THINGS TO DO:
(a) In the comment thread, what kind of course was Marriage and Family?
(b) Please repeat the comment thread from "I had to watch" up to and including "point. Wonderful movie.".

PAGE TEXT:
*-*-*

Blogger steve'swhirlyworld said...

I had to watch this in college, in a Marriage and Family Class - I was EXHAUSTED when it finally ended - I've never seen so much fighting, but it had an excellent point. Wonderful movie.

6:42 PM

 
Blogger Jim said...

Steve, was this Marriage and Family class obligatory?

You're right, it is like running a marathon to watch it but the dialogue is great!

7:05 AM

 
Blogger steve'swhirlyworld said...

Marriage and Family was an elective in Sociology - a great class that taught me a lot about relationships...as I sit here single in my 40s LOL
Glad you liked the movie - keep looking for Cat on a hot tin roof - I love it!

9:57 AM

 
Blogger Jim said...

40's are a great time to be single, you can get married when your old :)

Oh, I found Cat On A Hot Tin Roof yesterday so I will watch it soon!

3:09 PM

 
Blogger Ryan Charisma said...

Damn,

I've written to this 3 times and this is the first time it's taken.

I love this movie! It is brilliantly written by my personal, favorite gay, American (still alive) playwright Edward Albee. He's got such a gift. I adore the way he holds a mirror up to society and shows it at it most ugly as well as beautiful. All of Albee's shows are facsinating. I just recently was lucky enough to see Kathleen Turner in a Broadway production of "...Virginia Wolfe" and it was great. Funny how he names the two main charecters after the first president of our country George & Martha. Did you know everyone thought E. Taylor was far too young to play Martha. She did great though.

*-*-*

SUPPLIED ENTRIES:
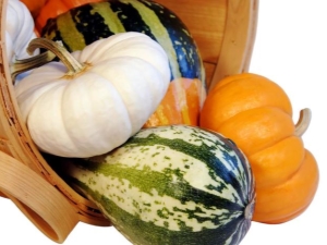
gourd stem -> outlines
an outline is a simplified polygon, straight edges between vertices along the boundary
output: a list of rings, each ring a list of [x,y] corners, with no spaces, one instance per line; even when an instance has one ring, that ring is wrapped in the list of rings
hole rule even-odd
[[[255,206],[255,196],[252,198],[252,200],[245,207],[245,210],[244,210],[245,219],[252,220],[253,212],[254,212],[254,206]]]
[[[53,52],[46,51],[38,56],[31,57],[24,60],[15,60],[15,62],[10,65],[12,81],[14,82],[19,74],[41,66],[52,61],[55,58],[56,54]]]
[[[300,118],[295,124],[295,135],[301,137],[307,130],[311,122],[311,110],[308,108],[302,109],[300,111]]]
[[[17,74],[41,66],[52,61],[56,57],[58,57],[69,70],[66,73],[68,76],[73,76],[86,68],[86,65],[81,64],[59,41],[52,41],[43,37],[34,38],[28,44],[27,52],[32,54],[37,48],[44,48],[48,51],[28,59],[16,60],[12,66],[13,81]]]

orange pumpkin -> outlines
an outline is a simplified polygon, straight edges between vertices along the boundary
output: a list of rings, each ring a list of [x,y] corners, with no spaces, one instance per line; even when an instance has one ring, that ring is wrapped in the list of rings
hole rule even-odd
[[[256,74],[226,77],[204,102],[199,125],[231,138],[252,166],[256,180],[254,221],[289,221],[315,196],[318,167],[301,138],[310,110],[303,110],[300,119],[294,125],[283,89]]]
[[[29,1],[32,2],[35,0]],[[35,16],[35,26],[38,33],[41,33],[41,29],[46,25],[48,19],[57,17],[59,14],[64,13],[72,8],[90,2],[100,2],[101,0],[44,0],[43,2],[45,1],[46,4],[44,4],[38,14]]]
[[[144,127],[187,124],[197,126],[206,93],[198,78],[179,77],[170,82],[166,96]]]

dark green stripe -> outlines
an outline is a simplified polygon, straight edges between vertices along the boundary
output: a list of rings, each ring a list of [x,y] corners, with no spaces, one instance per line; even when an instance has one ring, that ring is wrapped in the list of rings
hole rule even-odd
[[[153,11],[159,21],[146,23],[145,16],[142,16],[143,13],[134,8],[135,2]],[[58,25],[59,20],[65,15],[70,15],[75,27]],[[158,29],[165,29],[168,35],[155,34]],[[170,60],[171,81],[180,76],[199,78],[205,87],[205,70],[197,47],[186,26],[174,13],[158,3],[144,0],[108,0],[107,2],[84,4],[57,16],[57,19],[49,20],[41,36],[52,40],[62,40],[69,51],[75,51],[82,50],[83,47],[95,40],[123,32],[144,33],[162,46]],[[84,37],[84,40],[81,36]]]
[[[184,172],[182,169],[173,169],[173,167],[167,166],[167,168],[162,172],[155,172],[150,170],[150,167],[145,167],[142,170],[137,170],[137,167],[126,168],[125,166],[119,163],[111,164],[111,162],[105,163],[84,160],[80,160],[78,164],[80,166],[77,166],[77,168],[88,170],[95,174],[104,174],[106,177],[109,179],[118,177],[120,180],[129,180],[132,186],[135,186],[140,188],[141,192],[147,193],[149,195],[152,195],[153,189],[156,189],[159,196],[171,196],[174,199],[180,200],[182,204],[185,204],[187,201],[194,201],[196,204],[204,205],[206,208],[215,207],[217,209],[227,209],[230,211],[243,211],[244,209],[244,207],[241,207],[240,205],[231,200],[192,187],[184,180]],[[100,175],[98,176],[98,180],[101,180]],[[177,181],[172,182],[173,180]],[[217,191],[221,192],[223,188],[226,188],[226,186],[221,184],[219,186],[219,189]],[[190,216],[194,216],[194,213],[196,212],[197,211],[190,210]],[[202,218],[198,217],[198,219]],[[229,215],[226,215],[223,219],[228,220],[231,218]],[[215,221],[213,222],[215,223]]]

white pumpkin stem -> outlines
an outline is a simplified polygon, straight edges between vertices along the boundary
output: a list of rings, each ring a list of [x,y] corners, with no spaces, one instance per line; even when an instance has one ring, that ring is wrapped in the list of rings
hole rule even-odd
[[[26,72],[28,70],[41,66],[50,61],[52,61],[56,57],[60,59],[60,61],[66,66],[69,70],[66,75],[74,76],[80,72],[84,71],[87,65],[81,64],[59,41],[52,41],[47,38],[34,38],[31,40],[27,47],[27,52],[33,53],[37,48],[44,48],[48,51],[40,53],[38,56],[24,59],[16,60],[16,62],[12,66],[12,78],[14,81],[15,76],[22,72]]]
[[[301,137],[307,130],[311,122],[311,110],[308,108],[300,111],[300,118],[295,124],[295,135]]]

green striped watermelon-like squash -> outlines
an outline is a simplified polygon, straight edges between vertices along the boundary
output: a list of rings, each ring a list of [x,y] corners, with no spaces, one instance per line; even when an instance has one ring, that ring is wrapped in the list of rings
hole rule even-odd
[[[158,41],[170,61],[171,76],[204,82],[202,59],[185,24],[166,7],[149,0],[107,0],[83,4],[49,19],[41,36],[61,40],[69,51],[117,33],[144,33]]]
[[[41,36],[61,40],[69,51],[75,51],[95,40],[124,32],[146,34],[161,45],[169,58],[169,89],[145,126],[198,125],[206,97],[203,61],[187,26],[162,4],[150,0],[107,0],[84,4],[48,20]]]
[[[251,225],[246,158],[199,127],[144,128],[109,154],[64,162],[64,175],[136,245],[239,244]]]

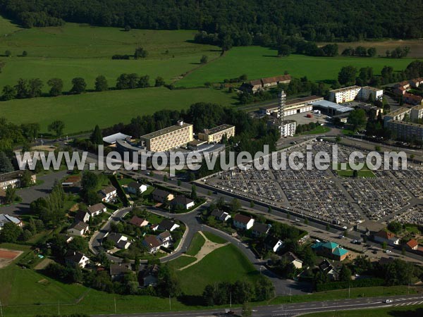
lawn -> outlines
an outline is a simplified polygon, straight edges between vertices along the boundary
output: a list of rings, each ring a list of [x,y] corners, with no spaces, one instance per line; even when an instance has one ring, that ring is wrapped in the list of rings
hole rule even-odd
[[[198,263],[178,273],[183,291],[189,295],[200,295],[208,284],[237,280],[255,282],[259,274],[232,244],[213,251]]]
[[[421,316],[423,305],[405,306],[403,307],[388,307],[383,309],[357,309],[342,311],[327,311],[306,314],[307,317],[392,317],[392,316]]]
[[[286,70],[295,77],[307,76],[311,80],[333,80],[343,66],[357,68],[372,66],[379,74],[385,65],[400,70],[415,58],[391,59],[348,56],[314,57],[293,54],[278,58],[276,51],[261,46],[233,47],[224,56],[209,63],[179,80],[177,86],[197,87],[206,82],[221,82],[246,74],[250,79],[283,74]]]
[[[200,250],[206,240],[200,233],[197,232],[194,235],[190,247],[187,250],[186,254],[190,256],[195,256]]]
[[[209,88],[115,90],[2,101],[0,113],[16,124],[39,123],[42,132],[47,132],[47,125],[52,121],[61,120],[65,123],[64,133],[73,133],[94,129],[96,124],[103,128],[120,122],[128,123],[137,116],[162,109],[187,108],[195,102],[212,101],[228,106],[235,101],[233,96]]]

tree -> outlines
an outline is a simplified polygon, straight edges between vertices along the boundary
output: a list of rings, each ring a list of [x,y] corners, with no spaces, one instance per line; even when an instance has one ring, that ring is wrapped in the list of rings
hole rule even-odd
[[[103,144],[103,135],[102,135],[102,130],[98,125],[96,125],[90,139],[94,144]]]
[[[191,187],[191,199],[197,199],[197,187],[195,185]]]
[[[134,58],[145,58],[148,55],[148,52],[144,49],[142,47],[138,47],[135,49],[135,52],[134,53]]]
[[[207,55],[203,55],[202,56],[201,56],[201,59],[200,60],[200,62],[202,64],[207,64],[208,61],[209,61],[209,57]]]
[[[56,97],[61,94],[63,89],[63,81],[60,78],[51,78],[47,82],[50,86],[50,96]]]
[[[3,87],[3,94],[1,99],[4,101],[11,100],[16,98],[16,89],[10,85],[6,85]]]
[[[85,91],[87,83],[85,80],[80,77],[76,77],[72,80],[72,88],[70,89],[71,94],[79,94]]]
[[[95,91],[104,92],[109,89],[107,80],[102,75],[99,75],[95,79]]]
[[[278,56],[285,57],[289,56],[290,54],[290,46],[286,44],[281,44],[278,47]]]
[[[357,68],[354,66],[344,66],[338,73],[338,81],[341,85],[351,86],[355,83]]]
[[[56,133],[56,136],[59,137],[63,135],[65,123],[63,121],[56,120],[53,121],[48,127],[49,132],[53,131]]]
[[[355,109],[351,111],[348,116],[348,123],[352,125],[355,131],[364,128],[367,122],[367,117],[366,116],[366,111],[363,109]]]
[[[0,242],[14,243],[22,233],[22,229],[13,223],[6,223],[0,230]]]
[[[0,151],[0,174],[13,171],[13,166],[6,153]]]
[[[154,87],[160,87],[164,85],[164,79],[163,77],[159,76],[156,78],[156,82],[154,84]]]

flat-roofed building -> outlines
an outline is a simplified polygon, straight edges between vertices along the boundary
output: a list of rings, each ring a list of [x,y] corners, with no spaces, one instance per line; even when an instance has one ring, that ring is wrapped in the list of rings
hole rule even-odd
[[[336,104],[352,101],[358,95],[361,89],[360,86],[345,87],[329,92],[329,101]]]
[[[204,130],[204,132],[198,134],[198,138],[209,143],[219,143],[222,139],[223,135],[226,135],[226,139],[233,137],[235,135],[235,126],[221,125],[212,129],[207,129]]]
[[[309,96],[304,98],[298,98],[286,101],[284,111],[285,116],[292,116],[295,113],[311,111],[313,110],[313,103],[323,100],[323,97],[319,96]],[[279,106],[270,105],[264,106],[259,108],[260,113],[271,115],[274,113],[278,113]]]
[[[171,127],[143,135],[141,140],[145,142],[148,151],[164,152],[187,145],[194,139],[192,125],[182,120]]]
[[[399,139],[423,141],[423,125],[391,120],[388,121],[387,127]]]

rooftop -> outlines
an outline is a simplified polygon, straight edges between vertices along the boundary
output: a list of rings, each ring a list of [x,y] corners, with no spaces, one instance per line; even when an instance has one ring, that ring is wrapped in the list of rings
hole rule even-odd
[[[158,131],[154,131],[147,135],[142,135],[141,137],[141,139],[154,139],[155,137],[160,137],[161,135],[167,135],[168,133],[178,131],[178,130],[183,129],[184,128],[190,127],[191,125],[192,125],[190,123],[182,123],[181,125],[172,125],[171,127],[165,128],[164,129],[161,129]]]

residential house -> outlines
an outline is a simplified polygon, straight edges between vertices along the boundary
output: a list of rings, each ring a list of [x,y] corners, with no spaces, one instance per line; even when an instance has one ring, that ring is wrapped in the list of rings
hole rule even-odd
[[[88,264],[90,259],[78,251],[69,250],[65,255],[65,262],[84,268]]]
[[[170,201],[175,197],[173,194],[159,189],[154,189],[152,193],[152,196],[154,201],[161,204],[164,204],[165,201]]]
[[[142,283],[145,287],[156,286],[157,285],[157,275],[160,267],[157,264],[149,266],[147,268],[142,275]]]
[[[126,190],[128,190],[128,192],[130,194],[136,194],[138,192],[142,194],[147,190],[147,185],[145,185],[144,184],[140,184],[139,182],[133,182],[128,185]]]
[[[23,170],[16,170],[14,172],[0,174],[0,189],[6,190],[7,187],[11,187],[18,188],[20,187],[20,179],[23,175]],[[31,175],[31,182],[35,184],[37,175]]]
[[[107,240],[113,241],[118,249],[126,249],[130,245],[128,237],[121,233],[111,232],[107,235]]]
[[[417,250],[419,248],[419,242],[415,239],[411,239],[405,243],[405,246],[410,250]]]
[[[147,247],[149,253],[156,253],[161,247],[168,247],[172,242],[172,236],[168,231],[161,232],[156,237],[149,235],[144,238],[142,244]]]
[[[134,216],[129,220],[129,223],[130,223],[131,225],[136,225],[137,227],[142,228],[142,227],[145,227],[146,225],[148,225],[148,224],[149,223],[146,219],[144,219],[143,218],[139,218],[139,217],[137,217],[136,216]]]
[[[349,254],[348,250],[341,248],[338,243],[331,242],[315,243],[312,249],[317,254],[336,261],[345,260]]]
[[[282,256],[283,258],[285,258],[289,263],[293,264],[297,268],[302,268],[302,261],[297,257],[295,254],[293,252],[286,252],[285,254]]]
[[[193,207],[195,203],[190,198],[188,198],[183,195],[176,196],[171,201],[171,206],[176,209],[188,210],[190,208]]]
[[[87,223],[90,221],[90,218],[91,218],[91,215],[88,213],[87,211],[84,211],[83,210],[78,210],[75,216],[75,219],[78,219],[83,223]]]
[[[80,220],[75,220],[75,221],[68,228],[66,232],[69,235],[78,235],[80,237],[83,236],[88,232],[89,226],[87,223],[83,223]]]
[[[264,239],[264,247],[268,250],[271,250],[276,253],[283,247],[283,242],[275,237],[268,235]]]
[[[396,235],[384,230],[380,230],[376,233],[374,236],[374,241],[379,243],[386,243],[388,245],[396,246],[400,244],[400,238],[396,237]]]
[[[114,200],[118,195],[117,189],[113,186],[107,186],[102,189],[99,194],[102,197],[102,201],[110,202]]]
[[[254,218],[250,216],[237,213],[233,217],[233,226],[243,230],[247,230],[252,228]]]
[[[215,209],[212,212],[212,216],[214,216],[216,220],[221,221],[227,221],[231,219],[231,215],[226,211],[219,209]]]
[[[110,276],[111,280],[118,280],[127,273],[132,272],[130,263],[112,263],[109,268]]]
[[[168,230],[172,232],[174,230],[178,228],[179,227],[180,227],[180,225],[176,223],[174,220],[164,219],[159,225],[159,230],[163,231]]]
[[[6,215],[5,213],[0,213],[0,230],[1,230],[3,226],[8,223],[13,223],[18,227],[23,226],[22,220],[18,218],[13,217],[13,216],[10,215]]]
[[[107,208],[103,204],[96,204],[95,205],[90,206],[87,208],[88,211],[88,213],[91,215],[92,217],[95,217],[96,216],[99,215],[102,213],[104,213],[107,211]]]
[[[251,233],[255,237],[264,237],[269,233],[270,225],[264,223],[255,223],[251,228]]]

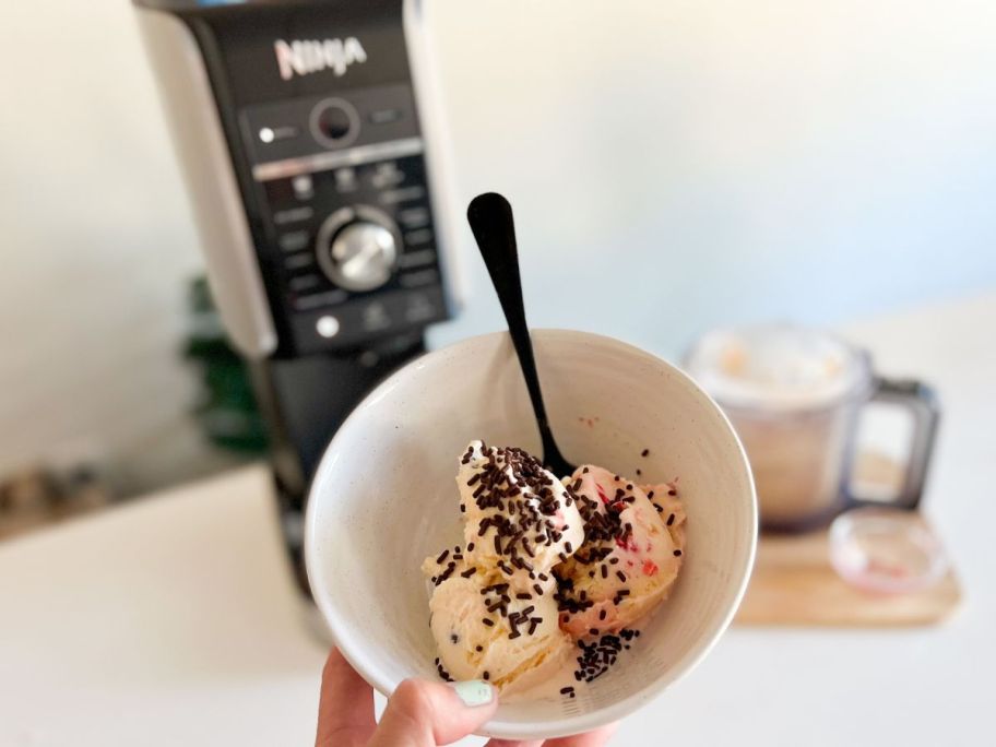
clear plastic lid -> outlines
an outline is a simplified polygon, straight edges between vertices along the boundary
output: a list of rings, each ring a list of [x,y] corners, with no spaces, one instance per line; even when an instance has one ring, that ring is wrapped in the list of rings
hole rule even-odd
[[[877,507],[833,521],[830,562],[847,583],[885,594],[926,589],[948,568],[944,547],[920,514]]]
[[[861,351],[792,324],[715,330],[689,351],[685,366],[721,404],[761,410],[823,407],[869,380]]]

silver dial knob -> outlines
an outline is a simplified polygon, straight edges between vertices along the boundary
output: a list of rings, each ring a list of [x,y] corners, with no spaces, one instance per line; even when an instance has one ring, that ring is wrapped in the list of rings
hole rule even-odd
[[[319,265],[347,290],[372,290],[391,278],[401,244],[393,221],[372,208],[346,208],[318,232]]]

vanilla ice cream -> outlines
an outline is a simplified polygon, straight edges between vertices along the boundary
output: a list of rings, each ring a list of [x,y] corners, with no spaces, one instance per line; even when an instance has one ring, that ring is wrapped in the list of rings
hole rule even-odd
[[[576,638],[615,632],[667,596],[681,567],[685,511],[673,485],[635,485],[593,465],[565,482],[588,540],[556,569],[560,627]]]
[[[567,489],[521,449],[472,441],[456,487],[470,561],[497,568],[514,589],[550,588],[550,569],[584,542],[584,522]]]
[[[456,475],[463,546],[427,558],[439,669],[505,692],[558,667],[572,649],[559,627],[553,567],[584,541],[574,499],[526,452],[472,441]]]
[[[685,511],[673,484],[592,465],[558,481],[521,449],[472,441],[456,485],[464,544],[423,564],[443,678],[527,689],[574,639],[631,625],[677,578]]]

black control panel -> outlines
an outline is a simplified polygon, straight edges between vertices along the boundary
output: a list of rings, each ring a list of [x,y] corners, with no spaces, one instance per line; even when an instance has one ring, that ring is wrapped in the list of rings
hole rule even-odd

*-*-*

RESULTS BY TASK:
(a) It was an elective in Sociology.

(b)
I had to watch this in college, in a Marriage and Family Class - I was EXHAUSTED when it finally ended - I've never seen so much fighting, but it had an excellent point. Wonderful movie.